How long does it take to convert my ÄKTA pure 25 M with the Micro kit and how is this done? Is it practical to change back and forth between using the Micro kit and standard flow path? It seems a little impractical to dedicate an entire ÄKTA pure unit to cryo-EM prep alone. Can we leave the Micro kit hooked up to the ÄKTA and continue to use the regular functionality?
The replumbing takes about 10 to 15 min. You can do it yourself, following a detailed instruction provided with the Micro kit. We also offer the support from our service team for installation of the Micro kit. To utilize the full flow rate specification of the standard ÄKTA pure 25 M, you need to convert back again.
How does the thin tubing affect the overall pressure of the system?
When looking at the same volumetric flow rates (mL/min), thinner tubing will generate higher back pressure. High-resolution columns commonly used in micropurification are either more pressure stable (in case of IEX) than the columns used for preparative purification and/or run at lower flow rates (in case of SEC). Therefore, this increase in pressure does not harm your application.
Can you still use the Micro kit for other purification that uses a fast flow (like ion exchange chromatography)? Will the pressure rapidly increase with the smaller tubing?

Data under study:
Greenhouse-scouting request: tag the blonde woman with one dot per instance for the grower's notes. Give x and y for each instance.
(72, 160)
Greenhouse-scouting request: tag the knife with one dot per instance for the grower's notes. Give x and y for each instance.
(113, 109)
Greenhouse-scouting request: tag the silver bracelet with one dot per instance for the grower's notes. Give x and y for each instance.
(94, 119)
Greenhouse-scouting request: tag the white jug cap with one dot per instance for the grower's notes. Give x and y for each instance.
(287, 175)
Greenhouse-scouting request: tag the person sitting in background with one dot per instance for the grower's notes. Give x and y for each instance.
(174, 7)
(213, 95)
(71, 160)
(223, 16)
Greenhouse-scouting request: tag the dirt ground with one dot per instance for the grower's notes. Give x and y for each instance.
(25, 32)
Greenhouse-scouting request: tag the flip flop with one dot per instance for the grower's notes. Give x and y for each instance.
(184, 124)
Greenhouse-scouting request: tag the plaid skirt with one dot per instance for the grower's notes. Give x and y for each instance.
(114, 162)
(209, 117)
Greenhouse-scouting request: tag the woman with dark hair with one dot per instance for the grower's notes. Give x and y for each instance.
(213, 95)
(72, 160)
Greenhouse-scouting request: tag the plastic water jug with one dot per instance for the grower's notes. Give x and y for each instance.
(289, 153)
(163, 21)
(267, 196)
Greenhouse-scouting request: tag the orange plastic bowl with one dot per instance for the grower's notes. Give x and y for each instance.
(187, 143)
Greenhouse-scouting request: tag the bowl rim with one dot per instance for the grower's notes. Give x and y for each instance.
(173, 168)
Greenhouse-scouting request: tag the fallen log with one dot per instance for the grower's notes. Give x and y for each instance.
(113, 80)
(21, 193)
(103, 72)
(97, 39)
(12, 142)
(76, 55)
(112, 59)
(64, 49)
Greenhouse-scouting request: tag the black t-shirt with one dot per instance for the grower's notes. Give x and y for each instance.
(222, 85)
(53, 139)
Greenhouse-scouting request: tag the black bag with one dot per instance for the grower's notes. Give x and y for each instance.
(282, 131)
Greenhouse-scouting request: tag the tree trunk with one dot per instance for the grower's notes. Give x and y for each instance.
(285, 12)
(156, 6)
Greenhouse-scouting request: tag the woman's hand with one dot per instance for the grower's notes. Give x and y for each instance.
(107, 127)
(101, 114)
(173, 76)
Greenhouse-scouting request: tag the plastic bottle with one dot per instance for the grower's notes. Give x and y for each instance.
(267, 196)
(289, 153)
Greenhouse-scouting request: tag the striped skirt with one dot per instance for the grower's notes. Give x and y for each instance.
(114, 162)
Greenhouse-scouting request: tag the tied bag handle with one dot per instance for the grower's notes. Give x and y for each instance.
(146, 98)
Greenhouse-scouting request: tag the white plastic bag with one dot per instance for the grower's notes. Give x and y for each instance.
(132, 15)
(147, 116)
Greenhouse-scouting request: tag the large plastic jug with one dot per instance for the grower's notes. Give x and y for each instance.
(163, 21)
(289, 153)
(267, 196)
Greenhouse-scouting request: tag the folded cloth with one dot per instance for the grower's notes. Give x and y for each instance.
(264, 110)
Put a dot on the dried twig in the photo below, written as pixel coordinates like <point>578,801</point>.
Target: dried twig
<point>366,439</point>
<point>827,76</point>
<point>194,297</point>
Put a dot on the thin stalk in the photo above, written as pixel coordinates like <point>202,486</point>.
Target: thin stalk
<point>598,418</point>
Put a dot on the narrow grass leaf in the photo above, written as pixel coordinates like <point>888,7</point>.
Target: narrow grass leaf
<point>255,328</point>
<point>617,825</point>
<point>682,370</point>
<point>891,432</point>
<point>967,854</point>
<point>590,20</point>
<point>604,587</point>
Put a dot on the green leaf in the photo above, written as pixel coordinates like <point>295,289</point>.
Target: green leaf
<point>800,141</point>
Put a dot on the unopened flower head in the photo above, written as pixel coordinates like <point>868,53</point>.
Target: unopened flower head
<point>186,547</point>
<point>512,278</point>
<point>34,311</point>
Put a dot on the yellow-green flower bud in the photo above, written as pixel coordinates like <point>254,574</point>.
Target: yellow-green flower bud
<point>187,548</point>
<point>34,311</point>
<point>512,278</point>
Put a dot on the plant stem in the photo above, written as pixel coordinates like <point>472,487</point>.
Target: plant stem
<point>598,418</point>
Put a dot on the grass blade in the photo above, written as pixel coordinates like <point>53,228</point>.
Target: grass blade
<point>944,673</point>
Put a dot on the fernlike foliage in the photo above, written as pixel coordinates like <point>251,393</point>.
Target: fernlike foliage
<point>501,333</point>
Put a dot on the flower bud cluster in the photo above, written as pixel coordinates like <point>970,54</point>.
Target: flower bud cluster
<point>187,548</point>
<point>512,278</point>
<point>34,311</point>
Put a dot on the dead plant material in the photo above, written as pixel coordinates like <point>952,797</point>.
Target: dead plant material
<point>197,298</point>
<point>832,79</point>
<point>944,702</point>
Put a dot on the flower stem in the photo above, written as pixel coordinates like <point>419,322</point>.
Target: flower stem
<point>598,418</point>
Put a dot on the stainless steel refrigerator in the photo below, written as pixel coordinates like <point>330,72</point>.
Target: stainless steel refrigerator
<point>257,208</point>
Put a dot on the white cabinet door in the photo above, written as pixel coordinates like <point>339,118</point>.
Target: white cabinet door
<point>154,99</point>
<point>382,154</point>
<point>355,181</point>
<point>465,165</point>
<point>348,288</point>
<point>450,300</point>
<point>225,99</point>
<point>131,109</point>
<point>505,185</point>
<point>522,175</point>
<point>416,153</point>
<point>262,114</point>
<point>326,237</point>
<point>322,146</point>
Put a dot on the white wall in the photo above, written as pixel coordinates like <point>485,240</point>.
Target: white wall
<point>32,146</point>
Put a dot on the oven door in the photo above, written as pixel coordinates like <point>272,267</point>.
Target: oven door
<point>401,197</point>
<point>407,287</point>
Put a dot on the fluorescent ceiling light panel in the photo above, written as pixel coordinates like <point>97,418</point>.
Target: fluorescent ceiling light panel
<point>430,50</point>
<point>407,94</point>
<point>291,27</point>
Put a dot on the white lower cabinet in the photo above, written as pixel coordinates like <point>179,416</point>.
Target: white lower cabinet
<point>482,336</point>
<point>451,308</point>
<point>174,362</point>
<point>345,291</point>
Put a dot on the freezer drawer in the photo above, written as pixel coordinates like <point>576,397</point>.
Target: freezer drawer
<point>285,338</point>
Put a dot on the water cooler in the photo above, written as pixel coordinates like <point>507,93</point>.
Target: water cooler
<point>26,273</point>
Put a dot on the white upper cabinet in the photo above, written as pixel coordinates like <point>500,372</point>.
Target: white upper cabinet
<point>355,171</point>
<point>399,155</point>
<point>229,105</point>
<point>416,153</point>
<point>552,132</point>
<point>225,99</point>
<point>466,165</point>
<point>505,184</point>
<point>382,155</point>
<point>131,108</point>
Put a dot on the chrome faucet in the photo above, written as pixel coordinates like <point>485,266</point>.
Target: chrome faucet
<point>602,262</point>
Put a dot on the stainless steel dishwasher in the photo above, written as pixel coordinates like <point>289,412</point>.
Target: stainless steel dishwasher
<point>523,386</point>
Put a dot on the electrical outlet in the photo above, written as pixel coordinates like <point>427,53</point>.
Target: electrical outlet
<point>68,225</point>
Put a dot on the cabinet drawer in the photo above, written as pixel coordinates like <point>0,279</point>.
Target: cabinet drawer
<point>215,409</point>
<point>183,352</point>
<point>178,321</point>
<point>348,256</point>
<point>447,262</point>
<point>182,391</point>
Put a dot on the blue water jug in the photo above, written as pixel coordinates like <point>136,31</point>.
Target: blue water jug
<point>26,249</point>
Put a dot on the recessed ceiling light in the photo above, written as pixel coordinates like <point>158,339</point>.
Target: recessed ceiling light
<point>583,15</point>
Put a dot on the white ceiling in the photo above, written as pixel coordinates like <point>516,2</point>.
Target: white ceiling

Activity:
Carry the ÄKTA pure Micro kit Q&A forward from its last line. The items above can be set aside.

Task output:
Depending on the column you want to use, the Micro kit may not allow maximum flow rate (e.g., when using a 5 mL HiTrap column). You can then change the setup of your ÄKTA pure from micropurification to preparative purification. As mentioned above, it takes around 10 to 15 min to convert the flow path and components.
With the low flow rates used for the Micro kit on ÄKTA pure 25 M, do I need to take extra precautions such as extensive eluent degassing to ensure flow accuracy?
Cytiva recommends filtering and degassing buffers for the use on ÄKTA pure systems whether you use the Micro kit or not. There are no further precautions (e.g., online degassers) needed to operate the Micro kit.
In combination with the Micro kit, what is the recommended fraction collector?
The Micro kit contains a micronozzle for the Fraction collector F9-R. For collection in plates, this is currently not available but stay tuned for future updates.
Do you need special injection loops with the Micro kit?
No, you can use the loops that are used for the standard ÄKTA pure.
Is the column valve to be bypassed when connecting the Micro kit to ÄKTA pure 25 M?
Each valve that you add to the flow path will cause peak broadening and therefore the column valve is not recommended to be used with the Micro kit.
Is there any software update needed to operate the ÄKTA pure with the Micro kit. If so, what updates and do you charge for them?
The Micro kit for ÄKTA pure works with ÄKTA pure Instrument Configuration software 1.13 and later versions. It also works with UNICORN 6.3.2 or later versions. You can download the instrument configuration from the ÄKTA pure webpage free of charge.
When using the Micro kit, can I still use the overall total amount of protein or do I need to down scale the total amount of protein that is purified on a normal ÄKTA pure setup?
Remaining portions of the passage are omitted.